* **TASK ITEM**:
Return each line of the records holding the string "stone".

* **Collected data**:
────────────────────────────────────────

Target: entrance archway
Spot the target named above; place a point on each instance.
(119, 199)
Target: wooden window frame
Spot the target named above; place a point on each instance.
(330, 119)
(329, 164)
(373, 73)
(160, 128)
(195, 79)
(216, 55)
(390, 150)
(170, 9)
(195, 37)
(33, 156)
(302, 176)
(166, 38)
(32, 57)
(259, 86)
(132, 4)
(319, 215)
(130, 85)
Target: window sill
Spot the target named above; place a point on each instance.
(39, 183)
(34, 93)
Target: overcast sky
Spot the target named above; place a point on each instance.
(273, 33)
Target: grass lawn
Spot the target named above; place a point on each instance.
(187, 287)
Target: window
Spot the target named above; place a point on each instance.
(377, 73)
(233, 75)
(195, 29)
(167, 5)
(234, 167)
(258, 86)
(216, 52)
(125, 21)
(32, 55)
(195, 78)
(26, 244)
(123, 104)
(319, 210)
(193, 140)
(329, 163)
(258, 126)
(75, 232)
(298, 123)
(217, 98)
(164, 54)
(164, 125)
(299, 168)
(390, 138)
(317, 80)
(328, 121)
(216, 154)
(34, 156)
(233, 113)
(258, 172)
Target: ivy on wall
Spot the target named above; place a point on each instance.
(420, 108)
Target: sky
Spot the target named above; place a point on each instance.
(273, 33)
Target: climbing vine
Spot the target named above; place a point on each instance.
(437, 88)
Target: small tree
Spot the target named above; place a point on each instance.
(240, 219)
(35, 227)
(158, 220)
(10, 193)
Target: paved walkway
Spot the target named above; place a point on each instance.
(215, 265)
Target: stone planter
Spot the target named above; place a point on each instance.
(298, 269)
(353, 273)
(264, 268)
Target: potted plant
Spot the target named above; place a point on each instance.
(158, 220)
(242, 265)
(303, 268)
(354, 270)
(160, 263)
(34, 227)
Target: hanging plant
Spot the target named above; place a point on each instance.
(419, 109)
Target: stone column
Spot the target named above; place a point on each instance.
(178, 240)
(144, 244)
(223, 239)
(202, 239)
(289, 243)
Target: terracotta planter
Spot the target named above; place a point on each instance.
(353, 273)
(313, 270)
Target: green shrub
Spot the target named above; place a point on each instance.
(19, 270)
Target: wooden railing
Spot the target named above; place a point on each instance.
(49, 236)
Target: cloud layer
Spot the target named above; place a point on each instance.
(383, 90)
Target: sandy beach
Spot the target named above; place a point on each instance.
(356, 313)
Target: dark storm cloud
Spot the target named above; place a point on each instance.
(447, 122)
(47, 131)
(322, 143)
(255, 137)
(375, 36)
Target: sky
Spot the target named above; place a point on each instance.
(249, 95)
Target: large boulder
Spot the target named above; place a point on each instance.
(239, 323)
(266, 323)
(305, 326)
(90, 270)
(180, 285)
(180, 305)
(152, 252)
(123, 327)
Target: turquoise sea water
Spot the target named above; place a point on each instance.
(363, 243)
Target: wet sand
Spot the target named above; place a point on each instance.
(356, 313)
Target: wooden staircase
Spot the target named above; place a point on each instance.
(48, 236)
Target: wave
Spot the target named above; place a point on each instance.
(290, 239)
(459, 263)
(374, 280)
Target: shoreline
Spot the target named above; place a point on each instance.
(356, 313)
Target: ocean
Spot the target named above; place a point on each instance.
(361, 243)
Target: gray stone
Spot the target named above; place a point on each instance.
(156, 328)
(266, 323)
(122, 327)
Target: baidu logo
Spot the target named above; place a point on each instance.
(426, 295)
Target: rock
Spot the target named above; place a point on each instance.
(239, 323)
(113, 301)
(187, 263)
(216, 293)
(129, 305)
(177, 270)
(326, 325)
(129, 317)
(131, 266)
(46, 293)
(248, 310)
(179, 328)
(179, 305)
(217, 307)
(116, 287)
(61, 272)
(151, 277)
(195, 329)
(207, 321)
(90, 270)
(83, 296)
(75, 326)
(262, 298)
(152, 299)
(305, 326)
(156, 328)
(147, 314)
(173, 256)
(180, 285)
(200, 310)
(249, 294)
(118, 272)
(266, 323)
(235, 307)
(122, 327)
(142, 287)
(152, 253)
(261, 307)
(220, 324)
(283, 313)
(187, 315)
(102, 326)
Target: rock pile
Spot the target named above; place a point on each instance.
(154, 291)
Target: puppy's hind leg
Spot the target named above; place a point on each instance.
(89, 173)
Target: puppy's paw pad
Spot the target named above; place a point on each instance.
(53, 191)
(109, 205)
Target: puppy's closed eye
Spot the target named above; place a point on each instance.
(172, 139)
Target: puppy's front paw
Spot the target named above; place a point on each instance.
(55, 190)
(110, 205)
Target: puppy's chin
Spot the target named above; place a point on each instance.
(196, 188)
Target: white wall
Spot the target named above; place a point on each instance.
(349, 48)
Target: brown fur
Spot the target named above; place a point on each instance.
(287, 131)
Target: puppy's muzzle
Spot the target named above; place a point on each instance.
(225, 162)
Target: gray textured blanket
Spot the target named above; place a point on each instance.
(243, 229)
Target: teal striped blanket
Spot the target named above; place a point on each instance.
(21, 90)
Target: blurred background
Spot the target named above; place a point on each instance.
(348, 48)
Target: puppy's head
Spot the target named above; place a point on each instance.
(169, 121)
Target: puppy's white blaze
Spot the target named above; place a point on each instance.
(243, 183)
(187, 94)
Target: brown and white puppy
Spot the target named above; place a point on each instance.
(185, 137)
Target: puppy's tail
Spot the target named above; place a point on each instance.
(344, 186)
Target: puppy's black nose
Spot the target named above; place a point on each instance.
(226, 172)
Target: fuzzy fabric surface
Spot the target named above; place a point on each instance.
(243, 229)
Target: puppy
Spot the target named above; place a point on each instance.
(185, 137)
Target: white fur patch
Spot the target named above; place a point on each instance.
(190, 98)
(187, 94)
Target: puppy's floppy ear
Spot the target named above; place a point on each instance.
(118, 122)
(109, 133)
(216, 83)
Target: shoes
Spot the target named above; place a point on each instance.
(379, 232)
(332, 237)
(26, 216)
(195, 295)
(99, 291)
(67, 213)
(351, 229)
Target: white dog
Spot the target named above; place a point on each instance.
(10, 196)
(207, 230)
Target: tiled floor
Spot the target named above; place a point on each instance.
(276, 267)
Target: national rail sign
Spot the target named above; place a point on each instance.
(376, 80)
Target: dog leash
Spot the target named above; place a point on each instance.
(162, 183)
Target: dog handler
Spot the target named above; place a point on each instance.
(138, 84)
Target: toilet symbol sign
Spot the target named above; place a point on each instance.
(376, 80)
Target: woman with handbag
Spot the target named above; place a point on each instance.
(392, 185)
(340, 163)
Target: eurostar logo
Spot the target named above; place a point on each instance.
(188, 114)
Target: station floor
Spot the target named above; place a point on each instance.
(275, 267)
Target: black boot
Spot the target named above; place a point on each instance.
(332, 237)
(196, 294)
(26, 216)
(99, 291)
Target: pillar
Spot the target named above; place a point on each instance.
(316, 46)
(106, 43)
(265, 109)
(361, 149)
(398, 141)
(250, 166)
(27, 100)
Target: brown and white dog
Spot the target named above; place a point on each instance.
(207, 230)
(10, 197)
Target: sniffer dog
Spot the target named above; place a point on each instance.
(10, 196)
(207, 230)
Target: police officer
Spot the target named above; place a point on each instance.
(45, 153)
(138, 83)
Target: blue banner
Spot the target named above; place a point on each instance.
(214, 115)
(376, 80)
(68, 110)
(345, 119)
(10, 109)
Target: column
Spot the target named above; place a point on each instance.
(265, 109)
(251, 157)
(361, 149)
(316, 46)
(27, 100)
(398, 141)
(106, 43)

────────────────────────────────────────

* **SOLUTION FOR THIS EXERCISE**:
Target: stone planter
Target: stone column
Target: gray stone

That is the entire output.